== Instruction ==
Give these records as a two-column CSV with the headers "query" and "answer", using one row per request for its text and its answer. Put each field in quotes and turn its line breaks into spaces.

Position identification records
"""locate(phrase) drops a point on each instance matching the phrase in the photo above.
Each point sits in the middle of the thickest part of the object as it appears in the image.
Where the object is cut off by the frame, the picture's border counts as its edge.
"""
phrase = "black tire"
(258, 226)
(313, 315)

== Expected answer ==
query,answer
"""""""locate(phrase) drops a point on each instance matching the phrase in the photo above. Each point sits in the middle of the thickest part of the object as it appears in the image. Where the object is cut off by the frame, the picture's border counts as its edge. """""" phrase = ""black tire""","(258, 226) (313, 315)"